# Exercise:
Please rewrite the entries, substituting "Labeling request" for each "Crossing-audit request" and changing nothing else. Leave the pictures out of your answer.

# Saved data entries:

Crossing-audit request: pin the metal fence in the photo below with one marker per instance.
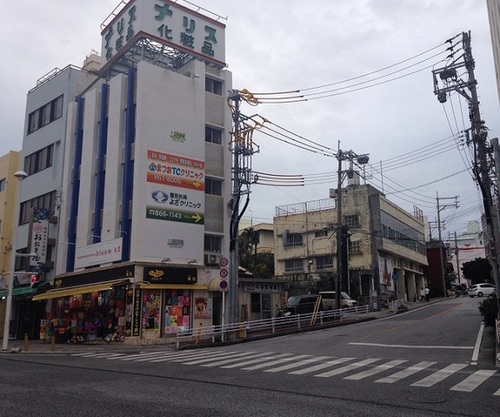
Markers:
(267, 327)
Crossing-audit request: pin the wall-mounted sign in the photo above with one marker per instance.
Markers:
(99, 253)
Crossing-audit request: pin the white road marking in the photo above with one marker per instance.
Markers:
(347, 368)
(412, 346)
(473, 381)
(440, 375)
(406, 372)
(375, 370)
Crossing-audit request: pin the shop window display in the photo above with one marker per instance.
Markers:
(89, 317)
(177, 307)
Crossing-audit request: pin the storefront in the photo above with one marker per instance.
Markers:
(142, 305)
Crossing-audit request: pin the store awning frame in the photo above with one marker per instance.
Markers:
(148, 286)
(81, 289)
(18, 291)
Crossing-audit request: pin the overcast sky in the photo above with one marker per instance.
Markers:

# Expected output:
Labeling request: pin the metal fence in the photo below with one marker per instance.
Markers:
(267, 327)
Labeling request: pin the wall-mounted sign in the photo above with one marker per instance.
Markers:
(99, 253)
Labeling request: pin the white road marking in the photo above with one marker per instance.
Markers:
(347, 368)
(412, 346)
(473, 381)
(440, 375)
(406, 372)
(375, 370)
Labeling request: pin the shop window display in the photo above with one marker per instance.
Markers:
(89, 317)
(177, 307)
Labeling request: pin the storefront in the photo above with one marker per instance.
Markers:
(142, 305)
Labeling request: pin the store awning frame in the photo above with one marker per instance.
Markers:
(148, 286)
(81, 289)
(18, 291)
Labeling request: pin the overcast sky in the photo above with one marker per instance.
Markers:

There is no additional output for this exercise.